* LISTING
============================================================
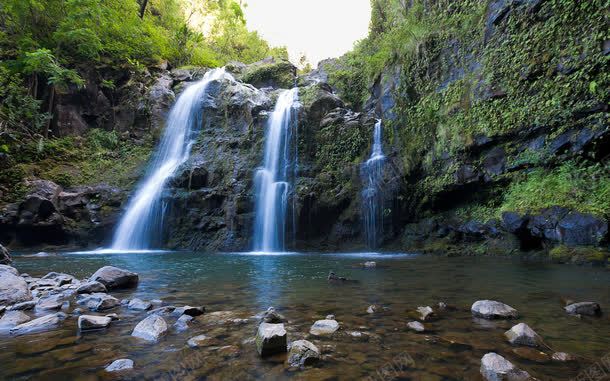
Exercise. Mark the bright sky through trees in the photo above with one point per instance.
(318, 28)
============================================================
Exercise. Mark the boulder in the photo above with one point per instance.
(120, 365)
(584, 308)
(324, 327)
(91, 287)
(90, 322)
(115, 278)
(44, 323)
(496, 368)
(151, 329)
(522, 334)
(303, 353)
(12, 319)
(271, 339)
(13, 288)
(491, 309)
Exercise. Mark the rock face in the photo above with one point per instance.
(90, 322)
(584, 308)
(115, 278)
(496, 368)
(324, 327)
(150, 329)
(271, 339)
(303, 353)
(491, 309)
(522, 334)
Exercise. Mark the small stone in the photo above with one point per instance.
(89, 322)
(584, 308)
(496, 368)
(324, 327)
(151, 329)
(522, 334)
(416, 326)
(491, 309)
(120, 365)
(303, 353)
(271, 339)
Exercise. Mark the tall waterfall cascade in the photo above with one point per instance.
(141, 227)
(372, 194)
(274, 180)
============================================================
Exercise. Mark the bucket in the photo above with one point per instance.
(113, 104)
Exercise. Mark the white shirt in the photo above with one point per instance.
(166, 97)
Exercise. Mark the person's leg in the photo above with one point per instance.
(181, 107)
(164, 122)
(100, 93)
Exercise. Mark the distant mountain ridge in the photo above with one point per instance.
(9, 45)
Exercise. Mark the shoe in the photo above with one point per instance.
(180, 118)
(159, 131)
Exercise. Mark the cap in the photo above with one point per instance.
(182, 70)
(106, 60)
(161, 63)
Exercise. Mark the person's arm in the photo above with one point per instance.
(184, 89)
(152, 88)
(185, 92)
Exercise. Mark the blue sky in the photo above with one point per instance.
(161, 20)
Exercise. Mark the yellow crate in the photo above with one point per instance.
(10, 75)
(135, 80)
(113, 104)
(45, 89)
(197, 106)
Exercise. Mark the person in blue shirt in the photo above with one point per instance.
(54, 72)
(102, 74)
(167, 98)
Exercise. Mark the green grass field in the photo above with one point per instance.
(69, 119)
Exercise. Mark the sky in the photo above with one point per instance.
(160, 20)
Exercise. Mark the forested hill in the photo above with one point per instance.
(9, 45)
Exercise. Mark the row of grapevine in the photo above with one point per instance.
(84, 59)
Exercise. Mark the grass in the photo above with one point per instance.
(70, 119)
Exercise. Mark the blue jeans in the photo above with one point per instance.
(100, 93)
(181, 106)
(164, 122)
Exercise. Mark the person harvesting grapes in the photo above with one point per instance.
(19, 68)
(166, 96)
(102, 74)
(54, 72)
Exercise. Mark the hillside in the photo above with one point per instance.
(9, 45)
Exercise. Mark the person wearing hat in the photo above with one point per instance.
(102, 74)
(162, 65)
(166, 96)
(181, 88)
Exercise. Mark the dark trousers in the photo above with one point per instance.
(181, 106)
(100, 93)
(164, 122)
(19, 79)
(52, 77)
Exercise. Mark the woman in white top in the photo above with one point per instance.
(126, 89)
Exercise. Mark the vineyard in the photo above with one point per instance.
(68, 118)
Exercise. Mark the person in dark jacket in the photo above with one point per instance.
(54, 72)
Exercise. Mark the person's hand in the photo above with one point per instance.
============================================================
* REQUIRED TASK
Copy the lines from the line with "Exercise. Mark the person harvesting" to the line with "Exercise. Mark the person's hand", both included, with no changes.

* THE COMPLETED TASK
Exercise. Mark the person harvesting grapes in the photo above with one point per instance.
(19, 68)
(166, 96)
(102, 74)
(54, 72)
Exercise. Mark the hillside in the photo above with one point per instance.
(9, 45)
Exercise. Mark the person wearing hat in the photo above with one point per instance.
(102, 74)
(162, 65)
(166, 96)
(181, 88)
Exercise. Mark the dark trousers in the photo above with one point per instance.
(181, 106)
(100, 93)
(164, 122)
(19, 79)
(52, 77)
Exercise. Mark the woman in white top in the photo above with one point per instance.
(126, 89)
Exercise. Mark the vineyard in the photo above with one point per instance.
(68, 118)
Exercise. Mark the person in dark jacket in the photo above with one point per instance.
(54, 72)
Exercise. Mark the person's hand in the photo above with one point per instance.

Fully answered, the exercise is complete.